Write out the material below exactly, with no line missing.

### THE DATA
-.-.-
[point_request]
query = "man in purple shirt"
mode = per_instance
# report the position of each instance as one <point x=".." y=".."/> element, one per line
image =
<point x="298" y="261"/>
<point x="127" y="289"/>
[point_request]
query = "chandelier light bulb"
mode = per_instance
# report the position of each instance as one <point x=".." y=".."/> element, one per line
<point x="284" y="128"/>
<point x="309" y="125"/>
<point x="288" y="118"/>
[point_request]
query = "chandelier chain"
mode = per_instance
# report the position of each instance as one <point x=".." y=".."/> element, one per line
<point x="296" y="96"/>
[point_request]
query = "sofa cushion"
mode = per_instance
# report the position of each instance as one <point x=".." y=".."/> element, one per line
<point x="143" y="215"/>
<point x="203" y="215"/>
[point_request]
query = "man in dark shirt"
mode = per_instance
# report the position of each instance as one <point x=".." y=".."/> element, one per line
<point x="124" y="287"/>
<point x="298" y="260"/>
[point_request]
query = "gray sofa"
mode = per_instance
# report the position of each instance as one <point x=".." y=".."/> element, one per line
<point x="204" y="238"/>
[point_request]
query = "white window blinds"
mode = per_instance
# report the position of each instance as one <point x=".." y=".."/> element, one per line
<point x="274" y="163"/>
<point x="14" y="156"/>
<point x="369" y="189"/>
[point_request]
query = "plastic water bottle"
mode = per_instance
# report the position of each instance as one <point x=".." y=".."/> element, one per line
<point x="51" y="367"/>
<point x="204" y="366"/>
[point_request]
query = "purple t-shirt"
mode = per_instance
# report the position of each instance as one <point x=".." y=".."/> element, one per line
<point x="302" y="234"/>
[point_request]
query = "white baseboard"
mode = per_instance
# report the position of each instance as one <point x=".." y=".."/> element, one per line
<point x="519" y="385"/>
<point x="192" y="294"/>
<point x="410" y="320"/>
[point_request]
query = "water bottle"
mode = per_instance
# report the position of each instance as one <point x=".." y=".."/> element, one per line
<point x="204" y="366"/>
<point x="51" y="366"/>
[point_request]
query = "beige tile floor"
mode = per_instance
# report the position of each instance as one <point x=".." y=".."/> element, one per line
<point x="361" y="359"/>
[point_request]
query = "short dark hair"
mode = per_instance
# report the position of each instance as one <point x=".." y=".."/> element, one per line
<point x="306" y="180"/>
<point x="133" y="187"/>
-.-.-
### RESPONSE BELOW
[point_request]
query = "man in purple shirt"
mode = per_instance
# report the position of each instance as one <point x=".." y=".."/> element, one per line
image =
<point x="298" y="261"/>
<point x="127" y="289"/>
[point_request]
query = "chandelier light bulb"
mode = per_instance
# report the position of each instance as one <point x=".." y=".."/> element, one per line
<point x="284" y="128"/>
<point x="309" y="125"/>
<point x="288" y="118"/>
[point_request]
query = "chandelier chain"
mode = per_instance
# report the position of each instance as one <point x=".." y=".."/> element, one per line
<point x="296" y="96"/>
[point_request]
query = "sofa cushion"
mode = per_instance
# report the position of each instance as one <point x=".." y=".."/> element, one per line
<point x="143" y="215"/>
<point x="203" y="215"/>
[point_request]
query = "man in dark shirt"
mode = per_instance
# report the position of each instance as one <point x=".." y=".."/> element, one per line
<point x="124" y="287"/>
<point x="298" y="260"/>
[point_request]
query = "gray sofa"
mode = per_instance
# report the position of each instance as one <point x=".." y=".."/> element, one per line
<point x="204" y="238"/>
[point_request]
query = "white window blinds"
mode = per_instance
# report the position of each instance as one <point x=".." y=".."/> element, one per line
<point x="274" y="163"/>
<point x="14" y="156"/>
<point x="369" y="189"/>
[point_request]
query = "plastic water bottle"
mode = per_instance
# report the position of each instance as one <point x=".." y=".."/> element, one per line
<point x="51" y="367"/>
<point x="204" y="366"/>
[point_request]
query = "purple t-shirt"
mode = per_instance
# report the position of each instance as one <point x=".." y=".."/> element, one per line
<point x="302" y="234"/>
[point_request]
query = "white baseboard"
mode = per_instance
# report the position of each instance as one <point x=".." y=".."/> element, one per line
<point x="519" y="385"/>
<point x="192" y="294"/>
<point x="410" y="320"/>
[point_request]
query = "water bottle"
mode = per_instance
# report the position of each instance as one <point x=".." y=".."/> element, one per line
<point x="204" y="366"/>
<point x="51" y="366"/>
[point_request]
query = "beige tile floor"
mode = per_instance
# report the position of each instance as one <point x=".." y=".."/> element, one per line
<point x="361" y="359"/>
[point_request]
query = "short dark hair"
mode = per_instance
# report the position of each instance as one <point x=".." y=".."/> element, one per line
<point x="306" y="180"/>
<point x="133" y="187"/>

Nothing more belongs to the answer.